→ **Exercise objective**
Down to the final line, write out the data below exactly.

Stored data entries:

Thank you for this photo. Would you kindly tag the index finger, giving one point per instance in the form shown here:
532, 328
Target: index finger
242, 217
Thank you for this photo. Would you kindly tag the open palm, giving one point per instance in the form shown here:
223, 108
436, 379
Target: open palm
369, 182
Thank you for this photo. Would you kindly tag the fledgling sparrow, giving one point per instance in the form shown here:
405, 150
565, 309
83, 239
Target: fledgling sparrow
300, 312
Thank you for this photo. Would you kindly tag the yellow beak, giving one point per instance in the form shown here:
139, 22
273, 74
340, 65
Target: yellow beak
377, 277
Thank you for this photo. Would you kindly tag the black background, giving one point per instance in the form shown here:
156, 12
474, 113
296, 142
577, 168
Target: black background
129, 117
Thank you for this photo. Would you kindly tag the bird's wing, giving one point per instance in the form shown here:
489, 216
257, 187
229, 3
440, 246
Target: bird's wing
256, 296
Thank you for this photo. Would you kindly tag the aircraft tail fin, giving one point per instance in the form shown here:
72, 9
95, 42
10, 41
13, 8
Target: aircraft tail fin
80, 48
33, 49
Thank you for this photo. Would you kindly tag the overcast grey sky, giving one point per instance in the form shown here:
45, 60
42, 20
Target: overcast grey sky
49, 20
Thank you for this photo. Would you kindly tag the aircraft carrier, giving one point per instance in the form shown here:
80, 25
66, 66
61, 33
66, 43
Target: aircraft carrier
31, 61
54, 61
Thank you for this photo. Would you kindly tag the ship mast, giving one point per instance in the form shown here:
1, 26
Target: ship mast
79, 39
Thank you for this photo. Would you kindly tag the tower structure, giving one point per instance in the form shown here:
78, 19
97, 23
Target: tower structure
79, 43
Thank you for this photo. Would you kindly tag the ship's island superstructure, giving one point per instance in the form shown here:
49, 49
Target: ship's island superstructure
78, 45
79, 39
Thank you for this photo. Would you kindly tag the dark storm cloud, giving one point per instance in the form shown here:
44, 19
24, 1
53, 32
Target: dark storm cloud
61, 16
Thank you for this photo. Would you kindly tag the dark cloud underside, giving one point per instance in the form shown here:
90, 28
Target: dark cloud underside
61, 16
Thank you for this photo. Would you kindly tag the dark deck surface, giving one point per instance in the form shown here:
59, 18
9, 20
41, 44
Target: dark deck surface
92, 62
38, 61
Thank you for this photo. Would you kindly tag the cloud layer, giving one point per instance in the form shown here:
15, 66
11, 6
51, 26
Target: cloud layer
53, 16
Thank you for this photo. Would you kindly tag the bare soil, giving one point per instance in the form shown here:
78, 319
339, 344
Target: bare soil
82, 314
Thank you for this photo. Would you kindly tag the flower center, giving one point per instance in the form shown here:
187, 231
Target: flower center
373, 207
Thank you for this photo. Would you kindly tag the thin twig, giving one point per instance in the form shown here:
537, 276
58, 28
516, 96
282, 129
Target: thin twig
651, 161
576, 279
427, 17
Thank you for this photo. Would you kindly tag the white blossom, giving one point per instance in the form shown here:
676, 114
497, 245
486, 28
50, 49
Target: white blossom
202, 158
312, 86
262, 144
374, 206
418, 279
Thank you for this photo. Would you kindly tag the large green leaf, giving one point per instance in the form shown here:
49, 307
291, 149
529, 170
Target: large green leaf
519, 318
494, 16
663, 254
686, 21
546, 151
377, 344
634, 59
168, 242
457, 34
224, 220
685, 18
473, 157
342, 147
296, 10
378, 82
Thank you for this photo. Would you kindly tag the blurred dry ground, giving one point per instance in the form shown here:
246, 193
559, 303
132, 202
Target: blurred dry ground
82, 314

→ **Your response**
Thank you for this photo. Would you kindly tag the index finger, giving one point per instance in the form shown here:
532, 328
Target: index finger
242, 217
Thank you for this photo. Would you kindly tag the open palm, giving one point per instance in the form shown here:
223, 108
436, 379
Target: open palm
369, 182
Thank you for this photo. Would you kindly tag the fledgling sparrow, giving one point per instance in the form shown here:
405, 150
565, 309
83, 239
Target: fledgling sparrow
300, 312
Thank you for this photo. Would you kindly tag the yellow beak, giving one point per instance in the form shown here:
139, 22
273, 74
340, 65
Target: yellow beak
377, 277
Thank you for this photo. Would you kindly tag the black background, giving one point per instance in the form shown here:
156, 12
474, 113
296, 142
577, 168
Target: black background
129, 117
Thank you for this photo. Would you kindly tag the bird's wing, giving one point per instance in the form shown here:
489, 216
257, 187
229, 3
440, 246
Target: bird's wing
256, 296
Thank you for this photo. Would you kindly tag the aircraft tail fin, giving one point per instance in the form shown here:
72, 9
95, 42
10, 41
13, 8
Target: aircraft tail fin
80, 48
33, 49
Thank you for this photo. Would you kindly tag the overcast grey sky, giving one point per instance in the form shown here:
45, 60
42, 20
Target: overcast grey sky
49, 20
Thank you for this photo. Would you kindly tag the aircraft carrier, giving one point per instance in the form shown here:
80, 25
66, 66
61, 33
66, 43
Target: aircraft carrier
31, 61
54, 61
Thank you for this photo. Would you kindly tag the ship mast, giving one point per instance in the form shown here:
1, 26
Target: ship mast
79, 39
Thank you for this photo. Would you kindly tag the tower structure, giving one point per instance in the form shown here:
78, 19
97, 23
Target: tower structure
79, 43
Thank you for this photo. Would you kindly tag the ship's island superstructure, giving one point per instance in the form shown here:
49, 49
Target: ship's island superstructure
78, 45
79, 39
Thank you for this photo. Would you kindly tag the dark storm cloud, giving one point per instance in the form shown here:
44, 19
24, 1
53, 32
Target: dark storm cloud
61, 16
Thank you for this photo. Would you kindly tag the dark cloud underside, giving one point per instance in the form shown here:
90, 28
Target: dark cloud underside
61, 16
Thank you for this photo. Would you kindly tag the dark deck surface, giving one point per instance in the form shown here:
59, 18
9, 20
41, 44
Target: dark deck surface
92, 62
38, 61
Thank you for this photo. Would you kindly tag the cloud layer, giving one point per instance in the form shown here:
15, 66
11, 6
51, 26
Target: cloud layer
53, 16
Thank you for this photo. Would you kindly tag the bare soil, giving one point per instance in the form shown here:
78, 319
339, 344
Target: bare soil
82, 314
Thank you for this photo. Would you kindly tag the flower center, giving one point per instance in the form shown here:
187, 231
Target: flower center
373, 207
Thank you for this photo. Would you kindly tag the thin twig, giving one point per instance in the form shown here:
537, 276
58, 28
516, 96
282, 129
Target: thin twig
651, 161
576, 279
427, 17
Thank you for this photo. Would you kindly tag the white blossom, giving one point per instance in the form shown here:
676, 114
497, 245
486, 28
50, 49
Target: white blossom
202, 158
312, 86
262, 144
374, 206
418, 279
Thank you for this photo. Would you kindly tag the large green leaf, giving one point per instance in the form shown here:
49, 307
291, 149
529, 170
Target: large green leaf
519, 318
494, 16
663, 254
686, 21
546, 151
377, 344
634, 59
168, 242
457, 34
224, 220
685, 18
473, 157
342, 147
296, 10
378, 82
Thank you for this photo. Would you kindly tag the blurred dry ground, giving one point per instance in the form shown here:
246, 193
559, 303
132, 202
Target: blurred dry ground
82, 314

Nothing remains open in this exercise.